# 27,5" Scale Bariton to Drop C?



## Baco (Dec 6, 2009)

I really love my Hufschmid T6 Baritone guitar but since we don't play any tracks in B with my new band, but quite some tracks in Drop C I'd like to tune my Bariton to Drop C. I know, it's the world upside down, but has anyone done this already? Any tips for string gauges? All the help is welcome here, I don't want to screw up this guitar


----------



## distressed_romeo (Dec 6, 2009)

Should be doable. I've got a 26.25" scale guitar tuned to D standard with 10-52 gauge strings, and it feels great. Maybe start with a 9-46 set, and put something like a 50 or 52 on the bottom?


----------



## Apophis (Dec 6, 2009)

nothing will happened  use strings you like and you will be 100% happy


----------



## troyguitar (Dec 6, 2009)

You won't screw it up. I have the top 6 strings on my 9-string tuned UP to G standard at 27.5" and it's fine. I would probably start with a stock 10-52 set and go from there.


----------



## Baco (Dec 6, 2009)

Thanks guys! I have a Dean Markley LTHB (10-52) set here, maybe I should try this out? I love the way she plays now (Drop A tuning with Patrick's La Bella Custom set on it), I should check the gauges, though


----------



## vampiregenocide (Dec 6, 2009)

As long as you have the right gauges you should be fine.


----------



## troyguitar (Dec 6, 2009)

Baco said:


> Thanks guys! I have a Dean Markley LTHB (10-52) set here, maybe I should try this out? I love the way she plays now (Drop A tuning with Patrick's La Bella Custom set on it), I should check the gauges, though



That should be a very good start. You'll probably end up wanting either a heavier 6th string or a lighter first 5 strings after awhile, but it's a good starting point especially if you already have them.

**AIM:** In the forum thread about tuning a baritone guitar to Drop C, what tuning is Baco's guitar in at the moment?

Lines of data:

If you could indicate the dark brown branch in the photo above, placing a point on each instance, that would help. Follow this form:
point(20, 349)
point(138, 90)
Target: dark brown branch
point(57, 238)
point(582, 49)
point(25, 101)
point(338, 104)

**FINAL ANSWER:** Drop A